• [Фрагмент]
==========
Уже во время первого пребывания в Риме с начала ноября 1786 года до конца февраля 1787 года Гёте завел множество друзей. Среди них следует особо упомянуть знаменитую своей поразительной творческой плодовитостью художницу Ангелику Кауфман. Будучи старше Гёте на несколько лет, она успела разбогатеть благодаря своим картинам, отвечавшим интересу современников к классицизму. Кауфман уже несколько лет проживала со своим мужем-итальянцем, также живописцем, в Риме и могла познакомить Гёте с итальянскими художниками. Когда Гёте уехал, она писала ему: «День Вашего отъезда – один из самых грустных дней в моей жизни»[952]. У Ангелики он проводил воскресные дни, в ее экипаже совершал прогулки по окрестностям Рима, ей он читал свои неопубликованные произведения, а она давала ему уроки рисования. Кауфман написала его портрет, который, впрочем, по мнению самого Гёте, вышел не совсем удачным. «Получился красавчик, но со мной – ни капли сходства»[953].
==========
• [Сохранённые записи]

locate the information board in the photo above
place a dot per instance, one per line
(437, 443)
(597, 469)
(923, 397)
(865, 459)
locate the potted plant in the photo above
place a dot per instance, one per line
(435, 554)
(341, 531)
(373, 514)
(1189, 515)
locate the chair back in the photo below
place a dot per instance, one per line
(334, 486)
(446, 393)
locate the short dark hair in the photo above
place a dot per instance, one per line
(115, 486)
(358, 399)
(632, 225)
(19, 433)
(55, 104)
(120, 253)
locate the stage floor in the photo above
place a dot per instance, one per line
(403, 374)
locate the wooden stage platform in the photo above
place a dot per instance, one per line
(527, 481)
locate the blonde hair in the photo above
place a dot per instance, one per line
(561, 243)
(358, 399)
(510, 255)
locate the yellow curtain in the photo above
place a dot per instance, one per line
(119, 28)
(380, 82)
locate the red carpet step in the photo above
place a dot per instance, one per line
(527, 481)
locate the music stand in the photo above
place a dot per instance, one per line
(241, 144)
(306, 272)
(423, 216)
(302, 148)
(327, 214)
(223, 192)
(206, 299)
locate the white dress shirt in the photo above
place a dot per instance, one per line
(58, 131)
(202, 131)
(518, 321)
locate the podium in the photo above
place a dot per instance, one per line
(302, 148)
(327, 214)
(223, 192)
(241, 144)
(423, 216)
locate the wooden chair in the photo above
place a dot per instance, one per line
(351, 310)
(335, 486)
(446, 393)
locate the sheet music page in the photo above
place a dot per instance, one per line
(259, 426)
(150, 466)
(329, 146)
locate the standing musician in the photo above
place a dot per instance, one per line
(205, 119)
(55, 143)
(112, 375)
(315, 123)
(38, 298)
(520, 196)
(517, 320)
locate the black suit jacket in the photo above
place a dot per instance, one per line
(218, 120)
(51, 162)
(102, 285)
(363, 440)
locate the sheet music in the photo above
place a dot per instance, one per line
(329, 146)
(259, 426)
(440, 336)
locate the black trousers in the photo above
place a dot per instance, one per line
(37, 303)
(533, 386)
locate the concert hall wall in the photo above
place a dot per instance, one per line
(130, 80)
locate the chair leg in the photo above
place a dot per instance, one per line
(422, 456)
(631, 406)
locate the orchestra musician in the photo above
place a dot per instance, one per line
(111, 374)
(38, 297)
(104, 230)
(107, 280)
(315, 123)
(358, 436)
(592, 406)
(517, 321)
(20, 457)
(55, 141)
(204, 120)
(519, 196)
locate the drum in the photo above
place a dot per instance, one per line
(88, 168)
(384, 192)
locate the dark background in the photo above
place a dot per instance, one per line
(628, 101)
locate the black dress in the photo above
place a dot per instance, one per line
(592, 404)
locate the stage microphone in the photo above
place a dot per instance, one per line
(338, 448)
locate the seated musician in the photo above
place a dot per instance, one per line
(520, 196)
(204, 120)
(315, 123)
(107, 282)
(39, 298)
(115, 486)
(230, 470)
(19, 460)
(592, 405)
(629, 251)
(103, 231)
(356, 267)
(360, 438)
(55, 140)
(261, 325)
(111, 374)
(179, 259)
==========
• [Задачи для решения]
(1) Ответьте на вопросы по фрагменту о Гёте в Риме:
(a) С какого и по какое время длилось первое пребывание Гёте в Риме?
(b) Кем был муж Ангелики Кауфман по национальности и роду занятий?
(c) Как сам Гёте оценил портрет, который написала Кауфман?
(2) Перечислите, пожалуйста, все занятия Гёте и Ангелики Кауфман, названные во фрагменте в предложении, которое начинается словами «У Ангелики он проводил».

• [Ответы по заданиям]
(1)
(a) С начала ноября 1786 года до конца февраля 1787 года.
(b) Итальянец, тоже живописец.
(c) По его мнению, портрет вышел не совсем удачным: «Получился красавчик, но со мной – ни капли сходства».

(2)
- Гёте проводил у Ангелики воскресные дни.
- Он совершал в ее экипаже прогулки по окрестностям Рима.
- Он читал ей свои неопубликованные произведения.
- Она давала ему уроки рисования.